Point localization data
▼
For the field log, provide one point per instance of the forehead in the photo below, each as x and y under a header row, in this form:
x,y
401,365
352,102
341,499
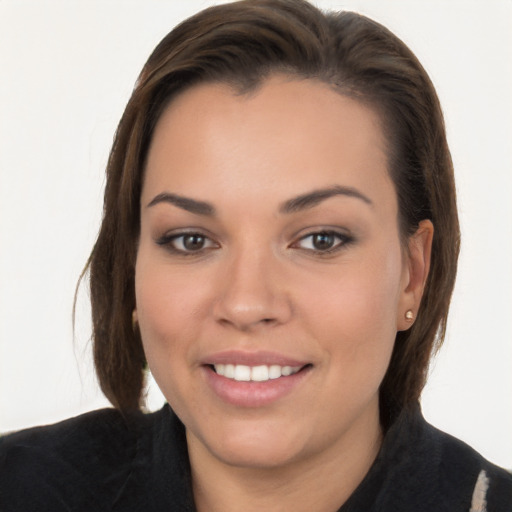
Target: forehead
x,y
287,136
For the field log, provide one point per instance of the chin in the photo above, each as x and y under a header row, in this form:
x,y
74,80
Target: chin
x,y
257,446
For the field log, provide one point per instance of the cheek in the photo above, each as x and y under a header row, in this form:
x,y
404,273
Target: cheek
x,y
354,312
167,308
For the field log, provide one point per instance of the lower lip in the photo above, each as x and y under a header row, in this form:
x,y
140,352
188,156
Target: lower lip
x,y
253,394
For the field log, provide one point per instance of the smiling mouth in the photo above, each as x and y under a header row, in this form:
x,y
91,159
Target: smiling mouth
x,y
260,373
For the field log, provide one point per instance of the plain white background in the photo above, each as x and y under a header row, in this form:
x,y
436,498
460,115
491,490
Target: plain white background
x,y
67,69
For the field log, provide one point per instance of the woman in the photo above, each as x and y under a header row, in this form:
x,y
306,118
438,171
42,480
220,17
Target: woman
x,y
279,246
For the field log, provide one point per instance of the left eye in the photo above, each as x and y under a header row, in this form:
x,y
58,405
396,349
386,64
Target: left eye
x,y
323,241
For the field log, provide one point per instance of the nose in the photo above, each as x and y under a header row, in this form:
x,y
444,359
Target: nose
x,y
252,292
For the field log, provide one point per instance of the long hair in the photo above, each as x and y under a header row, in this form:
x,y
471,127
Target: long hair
x,y
241,44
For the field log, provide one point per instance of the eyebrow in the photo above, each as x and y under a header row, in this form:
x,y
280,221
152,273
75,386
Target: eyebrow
x,y
311,199
185,203
296,204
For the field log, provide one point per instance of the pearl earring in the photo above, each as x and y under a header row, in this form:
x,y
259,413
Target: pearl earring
x,y
135,320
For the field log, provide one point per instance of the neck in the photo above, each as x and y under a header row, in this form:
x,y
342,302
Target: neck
x,y
321,482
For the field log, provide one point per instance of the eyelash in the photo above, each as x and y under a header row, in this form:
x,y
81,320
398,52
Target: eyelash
x,y
343,241
169,242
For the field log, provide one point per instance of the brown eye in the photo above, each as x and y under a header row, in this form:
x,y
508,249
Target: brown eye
x,y
324,241
187,243
193,242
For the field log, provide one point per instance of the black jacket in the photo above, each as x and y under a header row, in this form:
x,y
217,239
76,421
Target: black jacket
x,y
102,461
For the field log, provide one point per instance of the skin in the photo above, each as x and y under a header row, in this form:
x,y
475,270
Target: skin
x,y
259,282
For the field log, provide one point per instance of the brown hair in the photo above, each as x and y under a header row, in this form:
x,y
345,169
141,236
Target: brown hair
x,y
241,44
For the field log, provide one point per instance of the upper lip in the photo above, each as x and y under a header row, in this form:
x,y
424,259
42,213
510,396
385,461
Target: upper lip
x,y
256,358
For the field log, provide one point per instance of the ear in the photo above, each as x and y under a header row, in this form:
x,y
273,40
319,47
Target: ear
x,y
415,273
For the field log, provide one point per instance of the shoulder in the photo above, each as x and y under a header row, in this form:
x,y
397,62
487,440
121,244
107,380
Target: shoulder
x,y
463,468
51,467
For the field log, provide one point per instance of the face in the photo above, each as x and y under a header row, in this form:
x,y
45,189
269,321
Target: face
x,y
270,278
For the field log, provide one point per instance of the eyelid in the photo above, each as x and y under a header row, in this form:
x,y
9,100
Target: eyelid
x,y
167,241
344,239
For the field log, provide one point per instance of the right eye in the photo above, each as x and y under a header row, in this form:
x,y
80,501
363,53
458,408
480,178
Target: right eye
x,y
187,243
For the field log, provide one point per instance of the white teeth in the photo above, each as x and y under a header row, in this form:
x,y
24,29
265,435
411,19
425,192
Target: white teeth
x,y
242,372
229,371
260,373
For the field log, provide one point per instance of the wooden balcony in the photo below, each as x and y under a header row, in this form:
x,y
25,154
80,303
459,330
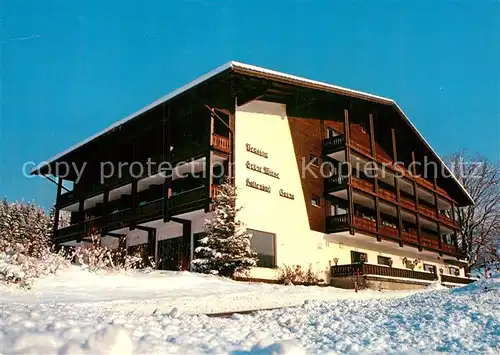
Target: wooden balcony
x,y
410,237
389,231
424,182
388,195
430,241
337,223
335,183
456,279
221,143
361,184
447,220
188,201
361,148
365,224
425,211
333,144
352,270
150,211
451,249
407,203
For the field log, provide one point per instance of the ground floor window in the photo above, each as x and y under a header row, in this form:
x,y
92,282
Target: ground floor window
x,y
264,244
358,258
430,268
384,260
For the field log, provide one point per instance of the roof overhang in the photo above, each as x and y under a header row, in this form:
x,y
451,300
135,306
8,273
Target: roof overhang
x,y
256,71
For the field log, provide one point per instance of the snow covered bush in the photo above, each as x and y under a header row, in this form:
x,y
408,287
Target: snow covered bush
x,y
26,243
290,275
94,256
225,249
17,266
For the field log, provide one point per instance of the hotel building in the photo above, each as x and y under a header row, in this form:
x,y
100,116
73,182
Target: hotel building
x,y
332,179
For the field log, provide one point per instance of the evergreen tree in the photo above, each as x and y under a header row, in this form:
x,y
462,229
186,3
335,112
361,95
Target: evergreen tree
x,y
225,249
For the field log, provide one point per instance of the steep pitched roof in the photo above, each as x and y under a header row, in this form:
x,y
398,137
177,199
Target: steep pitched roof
x,y
270,74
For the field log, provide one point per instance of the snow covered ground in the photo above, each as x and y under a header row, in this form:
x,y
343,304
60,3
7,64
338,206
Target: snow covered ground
x,y
160,312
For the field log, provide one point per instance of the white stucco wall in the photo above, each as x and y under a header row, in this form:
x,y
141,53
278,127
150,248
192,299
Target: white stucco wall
x,y
265,127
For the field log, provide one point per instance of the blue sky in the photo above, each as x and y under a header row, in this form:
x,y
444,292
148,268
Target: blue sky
x,y
70,69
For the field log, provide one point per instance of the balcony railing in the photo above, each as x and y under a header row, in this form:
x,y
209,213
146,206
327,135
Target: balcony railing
x,y
187,200
337,223
448,221
426,211
335,182
150,209
448,248
388,195
388,231
333,144
407,203
362,184
351,270
365,224
429,240
410,237
456,279
221,143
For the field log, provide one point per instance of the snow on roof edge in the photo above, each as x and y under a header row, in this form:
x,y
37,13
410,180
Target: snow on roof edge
x,y
232,64
155,103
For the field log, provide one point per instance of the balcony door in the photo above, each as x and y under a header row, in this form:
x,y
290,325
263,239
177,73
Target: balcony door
x,y
358,258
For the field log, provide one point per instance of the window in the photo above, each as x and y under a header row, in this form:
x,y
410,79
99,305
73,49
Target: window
x,y
313,159
330,132
263,244
383,260
430,268
358,258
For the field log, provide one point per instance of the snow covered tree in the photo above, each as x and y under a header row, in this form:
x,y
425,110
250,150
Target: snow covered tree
x,y
226,248
479,236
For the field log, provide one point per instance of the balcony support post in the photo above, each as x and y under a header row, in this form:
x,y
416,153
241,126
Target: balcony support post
x,y
133,205
105,210
436,208
398,191
167,156
454,225
56,207
415,192
350,198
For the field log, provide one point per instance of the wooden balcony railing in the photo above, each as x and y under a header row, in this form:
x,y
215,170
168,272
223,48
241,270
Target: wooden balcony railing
x,y
365,224
150,209
335,182
426,211
456,279
351,270
429,240
448,248
188,199
214,191
362,184
333,144
448,221
362,148
407,203
410,237
424,182
221,143
388,231
388,195
337,223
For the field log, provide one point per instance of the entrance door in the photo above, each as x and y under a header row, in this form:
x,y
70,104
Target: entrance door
x,y
172,254
358,258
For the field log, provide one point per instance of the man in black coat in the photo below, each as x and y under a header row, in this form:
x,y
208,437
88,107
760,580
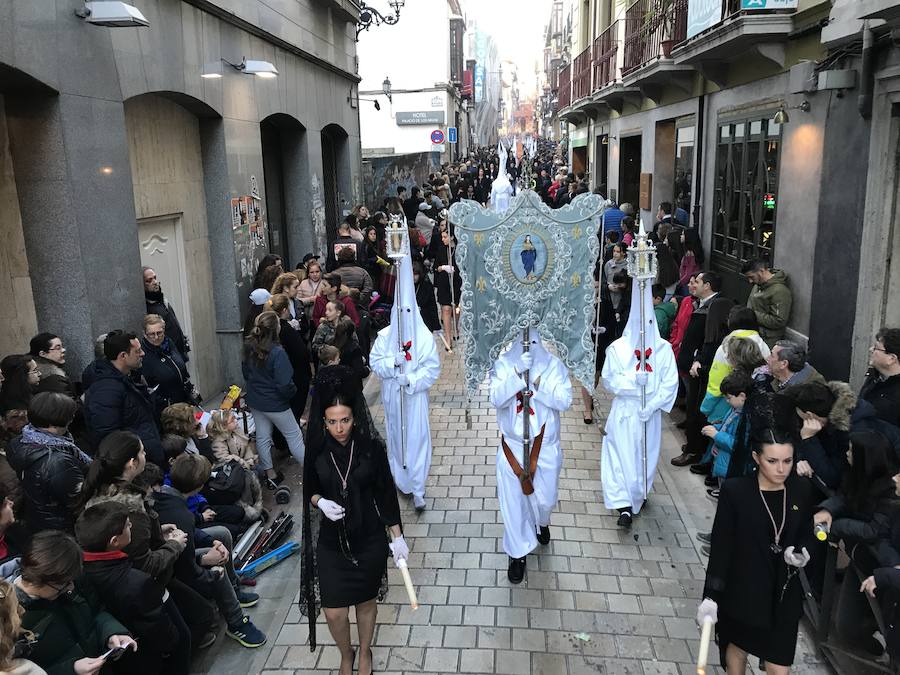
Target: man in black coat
x,y
156,304
705,332
115,400
882,385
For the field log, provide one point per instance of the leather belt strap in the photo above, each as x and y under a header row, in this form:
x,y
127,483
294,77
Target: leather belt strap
x,y
525,479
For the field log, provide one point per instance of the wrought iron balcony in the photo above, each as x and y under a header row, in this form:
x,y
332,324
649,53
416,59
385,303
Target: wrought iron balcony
x,y
605,51
565,86
581,75
652,28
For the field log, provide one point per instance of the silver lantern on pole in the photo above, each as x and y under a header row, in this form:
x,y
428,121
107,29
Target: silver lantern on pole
x,y
397,245
642,269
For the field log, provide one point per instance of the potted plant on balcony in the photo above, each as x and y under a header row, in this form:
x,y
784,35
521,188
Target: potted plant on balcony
x,y
662,17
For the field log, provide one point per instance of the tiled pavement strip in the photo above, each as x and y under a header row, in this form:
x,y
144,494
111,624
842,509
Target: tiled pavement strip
▲
▶ [YOUR INSTRUCTIONS]
Within the entries above, find every line where the string "pavement" occurs, and copy it.

▶ [PROBLEM SOLUTION]
For the field log, provide one point per instance of the tiled pavement strip in the photo above, each as x and y under a header row, in this form:
Target: tiled pavement strip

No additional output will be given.